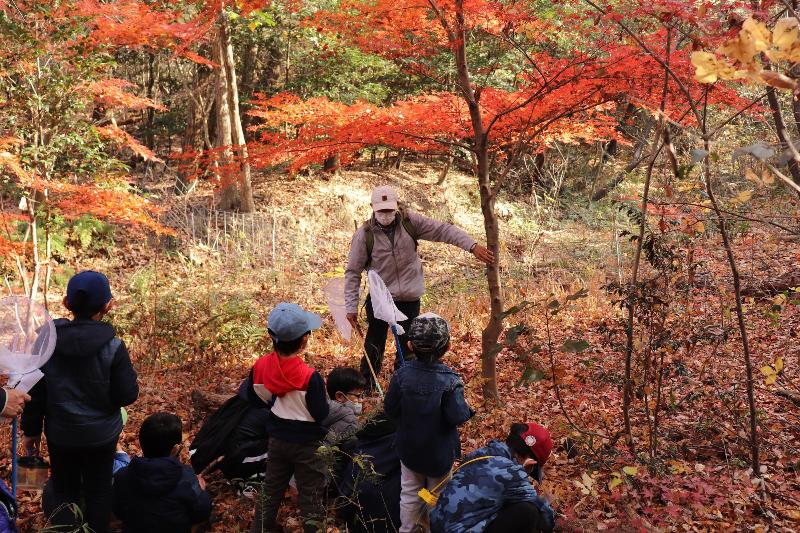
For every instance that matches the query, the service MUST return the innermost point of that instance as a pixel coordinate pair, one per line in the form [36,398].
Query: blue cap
[288,322]
[96,288]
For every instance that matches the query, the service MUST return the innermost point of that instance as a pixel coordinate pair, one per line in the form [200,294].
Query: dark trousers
[377,330]
[83,472]
[285,459]
[521,517]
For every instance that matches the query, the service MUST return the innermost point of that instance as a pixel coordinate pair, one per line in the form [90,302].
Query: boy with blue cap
[86,381]
[299,403]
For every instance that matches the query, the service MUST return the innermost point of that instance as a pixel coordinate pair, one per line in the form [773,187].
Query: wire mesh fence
[258,236]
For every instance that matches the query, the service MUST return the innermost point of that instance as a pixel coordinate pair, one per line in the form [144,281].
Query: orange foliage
[111,201]
[111,93]
[556,99]
[123,138]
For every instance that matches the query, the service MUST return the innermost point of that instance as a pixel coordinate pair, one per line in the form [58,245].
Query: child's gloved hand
[32,445]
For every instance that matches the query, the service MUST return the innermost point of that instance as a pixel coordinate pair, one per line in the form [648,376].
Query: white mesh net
[334,294]
[383,304]
[27,335]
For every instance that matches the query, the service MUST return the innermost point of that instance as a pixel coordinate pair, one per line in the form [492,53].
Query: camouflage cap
[429,333]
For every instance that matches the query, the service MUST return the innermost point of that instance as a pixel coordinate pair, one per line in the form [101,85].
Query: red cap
[537,438]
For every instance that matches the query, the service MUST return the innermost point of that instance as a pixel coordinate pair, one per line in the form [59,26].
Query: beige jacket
[397,263]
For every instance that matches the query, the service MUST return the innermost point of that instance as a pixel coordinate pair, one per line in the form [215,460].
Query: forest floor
[193,316]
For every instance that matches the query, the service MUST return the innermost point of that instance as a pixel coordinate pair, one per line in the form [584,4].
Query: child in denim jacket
[426,398]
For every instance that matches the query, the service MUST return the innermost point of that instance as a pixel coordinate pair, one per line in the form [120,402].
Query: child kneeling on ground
[491,492]
[345,390]
[427,399]
[157,493]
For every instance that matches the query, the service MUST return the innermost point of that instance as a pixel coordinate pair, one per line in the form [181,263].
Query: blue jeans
[375,339]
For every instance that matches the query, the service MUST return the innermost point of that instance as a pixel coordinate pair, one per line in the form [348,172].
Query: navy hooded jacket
[86,381]
[427,402]
[159,495]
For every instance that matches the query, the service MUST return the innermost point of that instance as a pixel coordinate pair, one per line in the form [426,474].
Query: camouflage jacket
[472,499]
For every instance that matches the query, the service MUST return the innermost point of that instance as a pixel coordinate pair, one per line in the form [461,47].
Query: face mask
[357,407]
[384,219]
[529,465]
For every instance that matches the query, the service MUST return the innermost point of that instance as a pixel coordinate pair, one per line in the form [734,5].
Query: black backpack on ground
[222,436]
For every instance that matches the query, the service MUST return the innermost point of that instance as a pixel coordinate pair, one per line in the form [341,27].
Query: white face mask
[385,219]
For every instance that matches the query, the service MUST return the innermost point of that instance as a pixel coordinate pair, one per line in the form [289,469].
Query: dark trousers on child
[377,330]
[87,473]
[523,517]
[285,459]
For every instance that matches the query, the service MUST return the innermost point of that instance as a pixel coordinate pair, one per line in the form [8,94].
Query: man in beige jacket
[387,243]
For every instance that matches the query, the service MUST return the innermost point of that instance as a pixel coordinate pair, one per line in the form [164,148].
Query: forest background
[632,165]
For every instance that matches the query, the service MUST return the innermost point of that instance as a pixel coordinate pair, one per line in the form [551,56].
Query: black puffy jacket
[159,495]
[86,381]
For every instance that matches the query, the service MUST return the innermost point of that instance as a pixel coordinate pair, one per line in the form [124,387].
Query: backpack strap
[369,240]
[431,496]
[109,351]
[369,235]
[409,226]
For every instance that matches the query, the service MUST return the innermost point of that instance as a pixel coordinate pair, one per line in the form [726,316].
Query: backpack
[8,511]
[211,440]
[369,236]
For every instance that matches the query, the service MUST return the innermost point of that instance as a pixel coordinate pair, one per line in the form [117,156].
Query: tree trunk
[152,74]
[494,326]
[237,132]
[777,117]
[249,64]
[192,141]
[445,170]
[229,196]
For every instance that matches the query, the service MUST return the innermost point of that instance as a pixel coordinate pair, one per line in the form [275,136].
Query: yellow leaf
[777,80]
[753,38]
[785,36]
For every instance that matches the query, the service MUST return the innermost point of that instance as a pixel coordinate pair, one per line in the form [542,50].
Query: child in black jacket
[86,381]
[157,493]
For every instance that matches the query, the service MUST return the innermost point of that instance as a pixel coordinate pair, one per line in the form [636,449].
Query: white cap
[384,197]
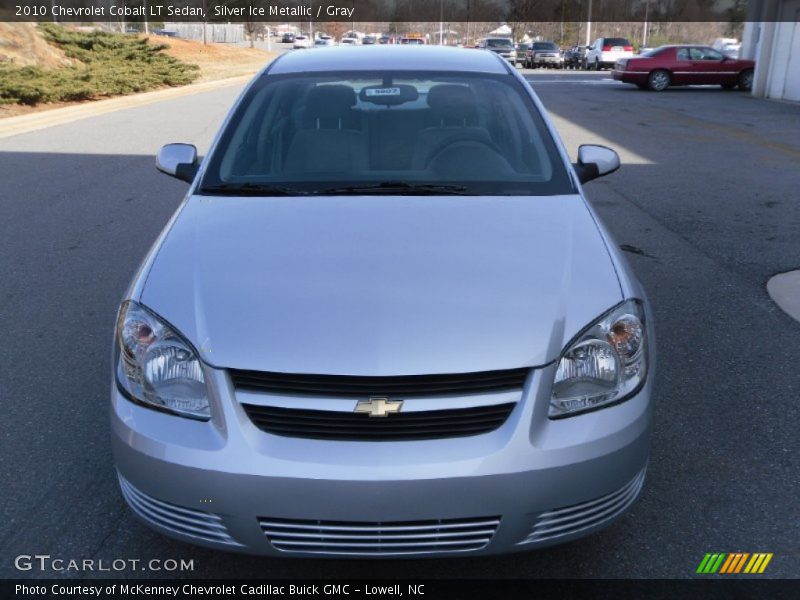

═══

• Exercise brief
Reproduce every item above verbatim, omitting the pictures from your output.

• In response
For every instance that matches the query, the service MUST return the innermost point of that instance as a pixel coordinate pair, one per line in the form [36,398].
Query: blue cap
[288,322]
[96,288]
For every instance that matches the query, the service MUST return the innermost point of that instance as a pixel coordinate pair, one per line in the form [200,294].
Query: dark trousers
[377,330]
[83,472]
[285,459]
[521,517]
For every instance that matches the query, the service MUST return the innermost point of that instance as a pixel coordinate pair, one per line in the form [90,302].
Query: boy with blue cap
[86,381]
[299,403]
For every instance that matches the query, the service MUST return the innermost point of that instance as a pixel coordinate pair, one per line in the form [773,187].
Query: wire mesh fence
[258,236]
For every instance that matches the query, the service MUST return the innermost point of that instance as a pixel coordinate pair, one per line in the form [144,281].
Query: orange foliage
[111,201]
[111,93]
[556,99]
[123,138]
For every instance that matches the query, the service MUST return the innermost point of that instance as a pixel coordinate pair, one per line in the form [58,245].
Query: child's gloved hand
[32,445]
For every instance that matches the query, the service MUST return the innermost point of that instance as a pixel coordinate pair, one per line in the form [648,376].
Query: white mesh net
[334,294]
[383,304]
[27,335]
For every instance that matches the query, the service MUST return the innermost point of that instance as a pixel coordinate pair, one per line in the form [492,53].
Query: camouflage cap
[429,333]
For every instance that matches the query, the service MUST return the innermost point of that instance as a pixel coordinate pair, one per line in the form [101,85].
Query: red cap
[537,438]
For every instance that matches the query, the service MUST return the innermost point of that instance as a pixel coordinate pair, one per line in the form [59,26].
Query: beige jacket
[397,263]
For every instance that matches the query, the service MUST return the innermost point of that instance as a pixel coordinate pair, one per line in the form [215,460].
Query: forest floor
[193,316]
For every instance that matches the query, the service MUST return the innermost point of that instance as a pixel coordinate pair, one per line in the form [584,4].
Query: child in denim jacket
[426,398]
For every instance that matches the query, the service MUST return the innermost point of that instance as a pixel coordinate pair, one per line in the form [120,402].
Query: child kneeling on ground
[491,492]
[345,390]
[427,399]
[157,493]
For every instance that matches the query, the service MUST return the innermost point of that instance as a pixel coordinate pair, one per line in the form [181,263].
Query: blue jeans
[375,339]
For every instance that matches the query, the service MUST return the innermost point of that instance as a pixel coordinate pair, one per line in the form [348,172].
Query: navy hooded jacket
[86,381]
[427,402]
[159,495]
For every instance that matches the query, the service MUST return the innermost point of that instance as a pixel coordinate pair, one per line in the form [426,474].
Query: camouflage jacket
[472,499]
For every instance that matches the query, the service MUST return the innermost point of that instance as a pixel coordinate pair, one per line in the form [461,47].
Query: face mask
[357,407]
[384,219]
[529,465]
For every instance that matches the query, the service MUST return the innermost point of that instance as a pixel coordinate pair, one per line in the form [734,5].
Query: black backpack on ground
[222,436]
For every instance that matches the query, the service MUST return the innermost point of that instance as a pixel coordinate pair, one per line in the form [341,27].
Query: white face mask
[385,219]
For every instance that matches the query, the service MUST return the innermost point of that instance as a pixel coordinate pair, one per line in the form [289,469].
Query: dark trousers on child
[377,330]
[87,473]
[523,517]
[285,459]
For every instance that matches the query, the service MUST return the innermost point of that instance as a pixel coordinate pair, one per line in the form [8,94].
Query: man in beige jacket
[387,243]
For every instance that matches the query, the service MUST return the innermost point of that instance as a pixel coordinate pair, one per line in the form [164,148].
Query: forest background
[632,165]
For every instance that matches the query, the service MUST return the innermost point of that instance as a pixel coordinate pair, one per line in the form [551,56].
Query: black puffy jacket
[159,495]
[86,381]
For every instance that matches the query, the service MUST return the innermost point of that instance as a pixel coordinate pair, one per line in the form [124,387].
Query: backpack strap
[369,240]
[431,496]
[109,351]
[369,235]
[409,226]
For every instance that matches the query, the service MUST return the innermost point of that instance as a pixel coordinate pair, one per line in the form [726,316].
Query: backpack
[8,511]
[211,440]
[369,236]
For every instance that matches the query, the service MUST return the innermost point of that instance as a pixel coordinate pair, one per line in the form [117,156].
Query: tree trunk
[152,74]
[494,326]
[237,132]
[777,117]
[249,64]
[192,141]
[445,170]
[229,196]
For every instance that matches the query, the service MUST return the innermost point of that instance as a pixel coordinate pair, one per line in the form [275,136].
Query: yellow leaf
[777,80]
[753,38]
[785,36]
For every instance that matches the query, the service MUST return the innermost point of that instance as a pixel coordinate pair, one per line in the form [542,50].
Query: child in black jacket
[86,381]
[157,493]
For every instance that matches the query, the service MUST return the innermost point of that instance as a pixel coordinate pair, one per line in the form [636,449].
Query: white cap
[384,197]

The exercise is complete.